**Work to complete:**
Recast the entries below as a two-column CSV with one row per entry, using the columns "prompt" and "answer": put each entry's text in one quoted field and its answer in another, with line breaks turned into spaces.

**Excerpted records:**
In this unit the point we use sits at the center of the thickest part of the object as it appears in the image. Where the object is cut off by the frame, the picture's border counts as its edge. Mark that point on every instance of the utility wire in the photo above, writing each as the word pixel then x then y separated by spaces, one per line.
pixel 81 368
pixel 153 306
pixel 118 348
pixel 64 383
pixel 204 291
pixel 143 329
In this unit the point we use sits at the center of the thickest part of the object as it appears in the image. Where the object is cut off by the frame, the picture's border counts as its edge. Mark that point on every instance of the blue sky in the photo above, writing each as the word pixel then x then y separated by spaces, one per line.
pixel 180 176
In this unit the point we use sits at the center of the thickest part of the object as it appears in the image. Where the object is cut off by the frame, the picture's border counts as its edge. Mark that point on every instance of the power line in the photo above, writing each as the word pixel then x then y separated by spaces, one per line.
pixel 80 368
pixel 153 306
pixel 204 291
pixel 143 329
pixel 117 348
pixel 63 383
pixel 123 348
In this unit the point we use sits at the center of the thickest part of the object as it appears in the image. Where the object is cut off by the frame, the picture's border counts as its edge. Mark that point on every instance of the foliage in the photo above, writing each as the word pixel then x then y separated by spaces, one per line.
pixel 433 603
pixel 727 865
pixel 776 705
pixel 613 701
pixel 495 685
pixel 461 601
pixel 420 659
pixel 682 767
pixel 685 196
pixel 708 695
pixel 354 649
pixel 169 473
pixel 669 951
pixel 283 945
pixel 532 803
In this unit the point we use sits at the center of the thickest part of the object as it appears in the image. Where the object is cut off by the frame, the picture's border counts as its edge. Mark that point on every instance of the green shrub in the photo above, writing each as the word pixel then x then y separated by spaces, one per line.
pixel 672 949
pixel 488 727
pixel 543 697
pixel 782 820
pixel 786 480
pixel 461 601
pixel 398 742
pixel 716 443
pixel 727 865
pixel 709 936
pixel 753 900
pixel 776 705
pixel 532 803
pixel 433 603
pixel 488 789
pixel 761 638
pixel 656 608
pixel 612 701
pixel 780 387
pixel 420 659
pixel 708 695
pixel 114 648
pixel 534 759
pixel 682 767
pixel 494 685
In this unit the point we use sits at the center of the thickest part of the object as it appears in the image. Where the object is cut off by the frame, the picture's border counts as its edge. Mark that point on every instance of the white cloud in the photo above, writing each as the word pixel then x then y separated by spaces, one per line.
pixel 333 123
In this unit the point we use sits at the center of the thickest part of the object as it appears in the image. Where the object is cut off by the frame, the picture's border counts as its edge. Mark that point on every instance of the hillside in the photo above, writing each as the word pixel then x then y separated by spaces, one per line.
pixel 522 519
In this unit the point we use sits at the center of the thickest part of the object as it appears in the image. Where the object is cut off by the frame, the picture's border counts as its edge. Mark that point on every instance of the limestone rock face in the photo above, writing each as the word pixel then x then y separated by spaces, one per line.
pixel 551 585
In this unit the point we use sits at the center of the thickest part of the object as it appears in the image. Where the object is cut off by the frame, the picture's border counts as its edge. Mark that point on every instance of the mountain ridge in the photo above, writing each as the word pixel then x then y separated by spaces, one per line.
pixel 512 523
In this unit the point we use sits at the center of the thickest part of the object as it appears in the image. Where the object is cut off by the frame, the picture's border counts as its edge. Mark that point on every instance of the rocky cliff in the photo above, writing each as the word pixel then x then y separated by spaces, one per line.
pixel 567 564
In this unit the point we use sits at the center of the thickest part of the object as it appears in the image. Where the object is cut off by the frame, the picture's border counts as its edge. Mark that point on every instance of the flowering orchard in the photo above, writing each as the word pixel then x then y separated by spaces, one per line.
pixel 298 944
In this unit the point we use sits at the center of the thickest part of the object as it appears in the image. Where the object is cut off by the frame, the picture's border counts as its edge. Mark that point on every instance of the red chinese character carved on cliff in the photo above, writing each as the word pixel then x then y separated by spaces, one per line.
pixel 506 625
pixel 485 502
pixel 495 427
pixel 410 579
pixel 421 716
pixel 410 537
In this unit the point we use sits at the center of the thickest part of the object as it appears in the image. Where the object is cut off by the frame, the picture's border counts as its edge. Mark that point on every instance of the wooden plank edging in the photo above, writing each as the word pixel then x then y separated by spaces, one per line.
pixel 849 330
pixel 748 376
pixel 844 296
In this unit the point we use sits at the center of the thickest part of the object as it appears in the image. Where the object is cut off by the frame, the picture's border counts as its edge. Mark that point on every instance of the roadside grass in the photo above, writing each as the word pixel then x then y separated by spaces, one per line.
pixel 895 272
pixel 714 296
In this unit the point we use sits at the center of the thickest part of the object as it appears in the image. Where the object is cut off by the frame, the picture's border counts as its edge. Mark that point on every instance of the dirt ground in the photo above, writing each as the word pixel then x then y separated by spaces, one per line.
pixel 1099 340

**Exercise response:**
prompt,answer
"In this unit the point we use sits at the center of the thickest part of the object as it appears in the image. Where the object is cut off by the frame, the picture's border counts as its edge. Mark that point on every instance of the utility wire in the photo above, writing each as the word pixel then x then y separated by spaces, one per line.","pixel 81 368 pixel 153 306 pixel 118 348 pixel 64 383 pixel 204 291 pixel 143 329"
"In this unit the point we use sits at the center of the thickest part of the object as it appears in the image. Where the object is cut off by the frame, the picture's border counts as its edge. Mark that point on every instance of the blue sky in the photo above, writing each as the word pixel then x then y separated by spaces, one per line.","pixel 180 176"
"In this unit the point we use sits at the center of the thickest part of the object as it appears in the image. Where the object is cut off by the frame, the picture's border counts as its edge. Mark that point on every instance of the power line in the photo above, writing each as the word pixel then x then y separated by spaces, one per line.","pixel 80 368 pixel 153 306 pixel 204 291 pixel 143 329 pixel 117 348 pixel 63 383 pixel 123 348"
"In this unit the point we use sits at the center of the thickest part of the object as it appears in the image. Where the object is cut off by the frame, the picture's border counts as its edge. Mark that point on every instance of the foliage in the photo above, writing each as the word pixel then x then y separated by spaces, one per line.","pixel 433 603 pixel 727 865 pixel 776 705 pixel 613 701 pixel 495 685 pixel 461 601 pixel 420 659 pixel 682 767 pixel 685 196 pixel 708 695 pixel 354 649 pixel 169 473 pixel 669 951 pixel 283 945 pixel 532 803"
"In this unit the point we use sits at the center of the thickest part of the object as it appears in the image. Where the object is cut off by the frame, the picture's border counts as its edge. Mark that point on every instance of the green shrub in the photo above, writing each as the word pixel then x then y separated by spaces, one per line.","pixel 672 949 pixel 488 727 pixel 543 697 pixel 782 820 pixel 786 480 pixel 461 601 pixel 398 742 pixel 716 443 pixel 727 865 pixel 709 936 pixel 753 900 pixel 776 705 pixel 532 803 pixel 433 603 pixel 488 789 pixel 761 638 pixel 656 608 pixel 612 701 pixel 780 387 pixel 420 659 pixel 708 695 pixel 114 648 pixel 534 759 pixel 682 767 pixel 494 685"
"In this unit the point we use sits at the center of the thickest part of the object as it appears in the image. Where the object is cut off by the frame, the picture's border counts as its edge. Mark that point on every instance of the white cloud in the photo above, writing each as the word pixel then x then y separated by spaces, one per line.","pixel 333 123"
"In this unit the point we use sits at the center of the thickest part of the object as it appears in the image. Where the object is cut off by the frame, the picture's border counts as its edge. Mark that point on every instance of the hillside in the photo above, writing each as the word pixel then x then y separated by spaces, one per line.","pixel 522 519"
"In this unit the point we use sits at the center of the thickest part of the object as it appears in the image. Where the object is cut off by the frame, the picture's border counts as its edge. Mark that point on every instance of the limestone rock face in the photo above, writing each as the word pixel then x then y separated by spaces, one per line.","pixel 551 585"
"In this unit the point we use sits at the center of the thickest part of the object as it appears in the image. Where the object is cut off by the frame, the picture's border counts as its edge. Mark that point on every instance of the mountain ridge in the photo above, writing each as the word pixel then x then y separated by spaces, one per line.","pixel 512 523"
"In this unit the point we use sits at the center of the thickest part of the object as it appears in the image. Where the object is cut off by the frame, the picture's border counts as its edge. Mark that point on every instance of the rocky cliff in the photo above, writing each as the word pixel then x then y separated by spaces, one per line.","pixel 567 564"
"In this unit the point we use sits at the center of the thickest part of the object as it appears in the image. Where the object is cut off by the frame, the picture's border counts as its edge. Mark that point on every instance of the flowering orchard in the photo above, writing each as the word pixel then x then y separated by spaces, one per line.","pixel 298 944"
"In this unit the point we use sits at the center of the thickest part of the object as it appears in the image. Where the object is cut off by the frame, the picture's border counts as its edge. Mark that point on every instance of the red chinese character carved on cliff in the photo above, writing each as the word pixel then x then y separated by spaces, one per line.","pixel 506 625 pixel 485 502 pixel 495 427 pixel 410 579 pixel 421 716 pixel 410 537"
"In this unit the point we use sits at the center of the thickest part of the object as it appears in the image. Where the object is cut off by the frame, the picture's border counts as its edge. Mark that point on every instance of the wooden plank edging in the photo above, writing each as the word pixel then x then y separated by spaces, one per line.","pixel 849 330 pixel 748 376 pixel 844 296"
"In this unit the point we use sits at the center of the thickest part of the object as it appears in the image. Where the object is cut off by the frame, the picture's border counts as its edge. Mark that point on every instance of the roadside grass in the photo above, writing each as the word pixel then x then y separated by spaces, one per line.","pixel 895 272 pixel 714 296"
"In this unit the point we use sits at the center of the thickest part of the object as it appears in the image. Where the object is cut off by the frame, the picture's border counts as its edge. Mark that point on every instance of the dirt ground in the photo above, writing each as the word pixel then x then y separated by spaces, one per line.","pixel 1099 340"